## Consigne
Dans l'extrait ci-dessous, relevez tous les acteurs à l'initiative desquels le Port Center du Havre a été créé.

## Extrait
------------------------------------------------------------------------

Refaire du lien social

Le responsable cite des exemples qui viennent de l’étranger à l’instar des belvédères que le port de Hambourg a installé pour permettre au public de voir ce qui se passe sur les terminaux. En France, c’est La Rochelle qui a aménagé une plate-forme pour son nouveau siège qui, là encore, permet de découvrir le port. « Cela peut passer par un travail d’architecte comme ce qui a été fait pour le terminal charbonnier du port de la Corogne. Les habitants en sont très fiers », ajoute-t-il. Bremerhaven a quant à lui développé des circuits par bus aussi bien destinés aux touristes qu’à la population locale. Il y a deux ans, à l’initiative du Grand port maritime du Havre, de l’agglomération havraise (Codah), de la Ville, de l’Union maritime et portuaire (Umep) et de la CCI, un Port Center a été créé au Havre à l’instar de ceux qui existent déjà à Anvers, à Melbourne ou à Gènes. Le géographe Antoine Frémont et Cécile Bellord, déléguée générale adjointe d’Armateurs de France, ont successivement analysé l’évolution du commerce au niveau mondial ces dernières décennies. Le transport maritime a explosé, passant de 550 Mt de marchandises transportées par la mer en 1950 à 9 Mdt aujourd’hui. L’apparition du conteneur a révolutionné les échanges. Autre constat, les flux se sont déplacés vers l’Asie et ont accompagné la croissance des pays émergents.

------------------------------------------------------------------------

## Données
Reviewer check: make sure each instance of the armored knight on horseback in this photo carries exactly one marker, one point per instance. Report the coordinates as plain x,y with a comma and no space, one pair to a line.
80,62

------------------------------------------------------------------------

## Résultat de l'exercice
- le Grand port maritime du Havre
- l'agglomération havraise (Codah)
- la Ville
- l'Union maritime et portuaire (Umep)
- la CCI